*STATED GOAL*
Please reproduce the stretch of the recruiting thread from "I might be able" through "the bad guys)", renaming "GMs" to "game masters".
* Start PASSAGE GIVEN *
# Recruiting: Naruto D20 game on IRC (3 more needed)



## phoatu (Oct 3, 2006)

If anyone is interested in playing in a naruto d20 campaign that will take place on saturdays and sundays on IRC, please respond here. I will check back daily and PM anyone who expresses interest a link with more info on the game's settings, rules, etc.


----------



## Kularian (Oct 5, 2006)

I might be able to do this, depending on 'when' you're playing on Saturdays and Sundays.  Let me know, and we'll see if we can't work something out.


----------



## phoatu (Oct 5, 2006)

Ok: Here is waht i have so far: 3 GMs (Myself: Cloud, Sniperwolf: Sand, Drackcove: *Mist*)
And 4 players: Calisto and Wrath have both already sent in their character sheets, Viladin and Medik want to join but have yet to create their sheets. I need 5 more.

Starting level: 4
Alignment: Any (just try not to be overly evil if you choose; that'll be the job of the bad guys)
Village: any (state 1st and 2nd choice)
Classes: Any
Ability score: 36 point-buy
Books: d20 modern (and naruto d20 obviously)
HP: 1/2 of hit die (max at 1st level of course)
Chakra: Constitution Score+2xlevel
Wealth: all characters start with 12 (higher if you have profession synergy and/or windfall)
Starting Jutsus: Bunshin, henge, and Kawarimi... along with 8 other jutsus of your choice. (only up to 4 of them may be of your maximum rank possible; 4 rank-4 for nromal... 2 rank 5 for genious)

Please use 3eprofiler to make your character sheets. if you are wondering how to add the ninjutsu, taijutsu, and other skills associated with naruto d20 it's simple: type them in yourself!

if you want a way to organize your feats, reputation, chakra, etc; here's an example sheet i made
http://www.sylnae.net/3eprofiler/view.php?id=39023

PM me your character sheets if you want them to be private.

Houserules:

Range Increments: range indrements of kunai and shurikens has been increased by 5. Fuuma shuriken range increased by 10.
Kin/hijutsus: Ask of one you wish to learn; and i will consider allowing it

Weapon proficiencies:

Simple: includes simple and nin weapons... for all purposes simple weapon proficiency is nin weapon proficiency.
* End PASSAGE GIVEN *
* Start RECORDS *
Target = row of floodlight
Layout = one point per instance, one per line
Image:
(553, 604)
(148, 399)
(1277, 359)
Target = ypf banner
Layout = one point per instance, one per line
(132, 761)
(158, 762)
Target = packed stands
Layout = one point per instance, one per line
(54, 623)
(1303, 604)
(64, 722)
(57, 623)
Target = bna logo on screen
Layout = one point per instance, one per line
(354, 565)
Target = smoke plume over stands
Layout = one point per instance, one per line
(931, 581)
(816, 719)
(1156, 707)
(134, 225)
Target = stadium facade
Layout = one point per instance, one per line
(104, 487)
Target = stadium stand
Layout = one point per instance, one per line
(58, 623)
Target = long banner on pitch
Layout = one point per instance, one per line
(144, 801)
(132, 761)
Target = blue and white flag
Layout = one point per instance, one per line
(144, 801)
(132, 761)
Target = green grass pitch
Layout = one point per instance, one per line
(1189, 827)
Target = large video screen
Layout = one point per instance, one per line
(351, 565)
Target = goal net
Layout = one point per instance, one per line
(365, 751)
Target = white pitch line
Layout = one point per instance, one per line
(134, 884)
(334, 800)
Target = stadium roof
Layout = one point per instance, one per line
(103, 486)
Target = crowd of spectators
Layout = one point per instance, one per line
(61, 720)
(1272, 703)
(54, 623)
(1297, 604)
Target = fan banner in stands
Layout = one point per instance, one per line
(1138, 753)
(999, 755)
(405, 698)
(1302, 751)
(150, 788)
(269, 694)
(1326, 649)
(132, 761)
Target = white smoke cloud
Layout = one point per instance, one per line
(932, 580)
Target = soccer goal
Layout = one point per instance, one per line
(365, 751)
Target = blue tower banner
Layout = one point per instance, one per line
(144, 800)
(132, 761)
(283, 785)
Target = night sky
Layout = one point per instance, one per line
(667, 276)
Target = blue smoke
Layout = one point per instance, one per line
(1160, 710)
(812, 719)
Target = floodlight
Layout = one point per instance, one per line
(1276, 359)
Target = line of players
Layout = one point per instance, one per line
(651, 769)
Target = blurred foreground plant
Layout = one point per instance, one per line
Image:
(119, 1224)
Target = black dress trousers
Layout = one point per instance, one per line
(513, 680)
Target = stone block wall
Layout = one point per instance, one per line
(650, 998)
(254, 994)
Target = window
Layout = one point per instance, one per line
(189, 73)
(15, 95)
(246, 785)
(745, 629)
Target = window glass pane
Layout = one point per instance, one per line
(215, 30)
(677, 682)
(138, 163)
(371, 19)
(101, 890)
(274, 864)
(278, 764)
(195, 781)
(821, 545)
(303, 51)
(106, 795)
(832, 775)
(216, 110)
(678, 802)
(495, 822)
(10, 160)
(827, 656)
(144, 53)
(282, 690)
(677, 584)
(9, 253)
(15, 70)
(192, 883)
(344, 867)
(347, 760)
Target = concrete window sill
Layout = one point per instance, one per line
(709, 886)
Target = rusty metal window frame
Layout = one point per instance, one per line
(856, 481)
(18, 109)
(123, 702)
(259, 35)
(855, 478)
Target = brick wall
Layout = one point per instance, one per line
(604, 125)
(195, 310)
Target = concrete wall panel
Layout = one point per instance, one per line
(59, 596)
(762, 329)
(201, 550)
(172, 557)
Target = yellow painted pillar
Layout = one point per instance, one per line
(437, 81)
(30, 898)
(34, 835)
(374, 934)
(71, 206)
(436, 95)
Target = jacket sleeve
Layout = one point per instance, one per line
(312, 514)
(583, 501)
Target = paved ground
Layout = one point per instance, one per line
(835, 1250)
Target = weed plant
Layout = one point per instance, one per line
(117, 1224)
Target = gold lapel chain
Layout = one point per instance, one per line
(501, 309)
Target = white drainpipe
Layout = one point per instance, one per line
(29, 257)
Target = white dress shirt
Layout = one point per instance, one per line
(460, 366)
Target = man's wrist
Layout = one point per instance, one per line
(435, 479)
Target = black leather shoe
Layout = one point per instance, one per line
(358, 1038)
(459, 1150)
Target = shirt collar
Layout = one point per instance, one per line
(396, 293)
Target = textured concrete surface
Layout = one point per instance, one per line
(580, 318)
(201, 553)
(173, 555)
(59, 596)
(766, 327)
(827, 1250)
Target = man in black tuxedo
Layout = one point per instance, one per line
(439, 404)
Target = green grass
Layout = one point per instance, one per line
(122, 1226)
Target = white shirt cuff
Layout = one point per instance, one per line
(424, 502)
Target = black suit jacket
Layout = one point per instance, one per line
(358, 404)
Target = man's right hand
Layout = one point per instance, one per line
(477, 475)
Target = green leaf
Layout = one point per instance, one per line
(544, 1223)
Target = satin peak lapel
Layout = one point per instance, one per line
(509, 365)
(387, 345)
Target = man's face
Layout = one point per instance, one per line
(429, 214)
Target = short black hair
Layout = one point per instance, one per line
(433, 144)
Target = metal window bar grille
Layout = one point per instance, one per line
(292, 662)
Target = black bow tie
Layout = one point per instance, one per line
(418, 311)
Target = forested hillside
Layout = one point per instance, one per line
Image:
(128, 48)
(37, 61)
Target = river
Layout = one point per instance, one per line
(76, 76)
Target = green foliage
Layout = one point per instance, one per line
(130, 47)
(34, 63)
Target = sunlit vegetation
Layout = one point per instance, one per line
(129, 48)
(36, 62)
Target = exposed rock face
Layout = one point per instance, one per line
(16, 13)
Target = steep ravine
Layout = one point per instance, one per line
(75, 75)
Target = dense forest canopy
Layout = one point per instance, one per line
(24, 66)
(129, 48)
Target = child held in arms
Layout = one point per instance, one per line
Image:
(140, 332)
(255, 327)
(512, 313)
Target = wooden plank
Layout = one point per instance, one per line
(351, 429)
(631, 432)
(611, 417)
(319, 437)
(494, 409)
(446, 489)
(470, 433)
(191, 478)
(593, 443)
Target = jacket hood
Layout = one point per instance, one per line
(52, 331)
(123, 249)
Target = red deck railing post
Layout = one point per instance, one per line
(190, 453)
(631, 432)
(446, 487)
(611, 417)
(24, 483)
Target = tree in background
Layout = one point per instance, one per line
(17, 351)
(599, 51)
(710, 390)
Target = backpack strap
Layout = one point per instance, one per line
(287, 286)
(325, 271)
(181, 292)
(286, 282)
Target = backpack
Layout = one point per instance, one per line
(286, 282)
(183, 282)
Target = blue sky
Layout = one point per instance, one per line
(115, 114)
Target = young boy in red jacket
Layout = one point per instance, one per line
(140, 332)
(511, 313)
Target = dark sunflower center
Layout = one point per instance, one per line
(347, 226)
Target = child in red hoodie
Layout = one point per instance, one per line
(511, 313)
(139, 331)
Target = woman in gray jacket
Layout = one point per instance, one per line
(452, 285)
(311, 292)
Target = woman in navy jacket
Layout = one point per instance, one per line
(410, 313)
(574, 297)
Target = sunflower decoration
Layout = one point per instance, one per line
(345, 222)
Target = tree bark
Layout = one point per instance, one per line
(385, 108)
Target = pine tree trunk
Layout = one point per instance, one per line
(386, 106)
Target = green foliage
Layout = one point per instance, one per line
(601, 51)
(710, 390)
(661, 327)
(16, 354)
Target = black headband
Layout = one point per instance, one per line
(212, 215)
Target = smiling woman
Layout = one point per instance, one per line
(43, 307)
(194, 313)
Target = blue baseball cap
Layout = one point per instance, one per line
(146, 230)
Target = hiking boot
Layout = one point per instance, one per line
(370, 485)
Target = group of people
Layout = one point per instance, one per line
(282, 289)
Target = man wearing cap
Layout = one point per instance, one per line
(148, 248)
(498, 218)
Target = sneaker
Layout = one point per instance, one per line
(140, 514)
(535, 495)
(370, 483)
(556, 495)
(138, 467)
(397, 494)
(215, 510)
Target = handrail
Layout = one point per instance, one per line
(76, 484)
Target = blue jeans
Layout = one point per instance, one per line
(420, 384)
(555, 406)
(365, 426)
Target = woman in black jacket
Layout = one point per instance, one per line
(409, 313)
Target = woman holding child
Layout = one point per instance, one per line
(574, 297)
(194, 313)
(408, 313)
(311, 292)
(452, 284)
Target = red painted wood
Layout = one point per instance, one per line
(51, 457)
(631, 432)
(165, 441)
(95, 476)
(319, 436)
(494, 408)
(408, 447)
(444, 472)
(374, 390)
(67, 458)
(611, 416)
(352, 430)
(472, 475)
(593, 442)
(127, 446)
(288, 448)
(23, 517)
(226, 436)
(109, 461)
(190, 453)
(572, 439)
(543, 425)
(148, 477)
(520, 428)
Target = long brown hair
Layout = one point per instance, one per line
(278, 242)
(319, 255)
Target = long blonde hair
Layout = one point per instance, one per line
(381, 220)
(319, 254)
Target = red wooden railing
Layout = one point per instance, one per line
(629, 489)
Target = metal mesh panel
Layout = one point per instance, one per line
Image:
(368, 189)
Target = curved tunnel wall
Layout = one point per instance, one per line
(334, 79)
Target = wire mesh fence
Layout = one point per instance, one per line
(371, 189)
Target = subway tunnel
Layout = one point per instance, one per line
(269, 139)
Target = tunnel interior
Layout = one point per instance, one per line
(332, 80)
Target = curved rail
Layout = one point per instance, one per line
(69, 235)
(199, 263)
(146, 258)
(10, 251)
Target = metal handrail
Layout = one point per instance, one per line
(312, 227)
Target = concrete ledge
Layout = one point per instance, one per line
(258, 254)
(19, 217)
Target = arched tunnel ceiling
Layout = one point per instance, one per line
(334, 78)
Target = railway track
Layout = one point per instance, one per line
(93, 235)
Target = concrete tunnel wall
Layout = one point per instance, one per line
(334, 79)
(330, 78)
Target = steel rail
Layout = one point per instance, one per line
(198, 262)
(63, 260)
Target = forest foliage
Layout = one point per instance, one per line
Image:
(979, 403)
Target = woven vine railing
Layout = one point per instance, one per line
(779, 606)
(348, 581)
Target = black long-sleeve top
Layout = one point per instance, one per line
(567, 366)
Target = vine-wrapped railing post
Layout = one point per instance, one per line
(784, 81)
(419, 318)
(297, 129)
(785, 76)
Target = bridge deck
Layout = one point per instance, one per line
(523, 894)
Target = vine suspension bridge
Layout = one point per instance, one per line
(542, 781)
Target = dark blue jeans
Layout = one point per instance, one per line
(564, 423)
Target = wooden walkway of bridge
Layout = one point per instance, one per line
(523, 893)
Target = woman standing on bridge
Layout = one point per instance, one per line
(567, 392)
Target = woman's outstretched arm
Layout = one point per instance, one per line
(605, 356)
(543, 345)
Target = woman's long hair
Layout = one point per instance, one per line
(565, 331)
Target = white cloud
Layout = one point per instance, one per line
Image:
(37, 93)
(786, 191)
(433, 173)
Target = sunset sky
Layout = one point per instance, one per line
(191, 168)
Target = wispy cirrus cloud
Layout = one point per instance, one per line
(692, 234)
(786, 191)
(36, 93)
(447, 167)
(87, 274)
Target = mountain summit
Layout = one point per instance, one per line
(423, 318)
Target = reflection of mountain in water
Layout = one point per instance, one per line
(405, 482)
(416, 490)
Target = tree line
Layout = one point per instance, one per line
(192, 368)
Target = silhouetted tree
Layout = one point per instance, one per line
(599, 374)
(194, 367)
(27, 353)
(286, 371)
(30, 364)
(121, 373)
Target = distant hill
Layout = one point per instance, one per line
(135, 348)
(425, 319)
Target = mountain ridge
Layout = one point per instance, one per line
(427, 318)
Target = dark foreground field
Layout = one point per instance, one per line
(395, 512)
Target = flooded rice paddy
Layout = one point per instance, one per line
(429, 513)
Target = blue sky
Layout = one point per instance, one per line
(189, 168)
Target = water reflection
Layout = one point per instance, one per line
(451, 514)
* End RECORDS *
*SOLVED PROBLEM*
I might be able to do this, depending on 'when' you're playing on Saturdays and Sundays.  Let me know, and we'll see if we can't work something out.


----------



## phoatu (Oct 5, 2006)

Ok: Here is waht i have so far: 3 game masters (Myself: Cloud, Sniperwolf: Sand, Drackcove: *Mist*)
And 4 players: Calisto and Wrath have both already sent in their character sheets, Viladin and Medik want to join but have yet to create their sheets. I need 5 more.

Starting level: 4
Alignment: Any (just try not to be overly evil if you choose; that'll be the job of the bad guys)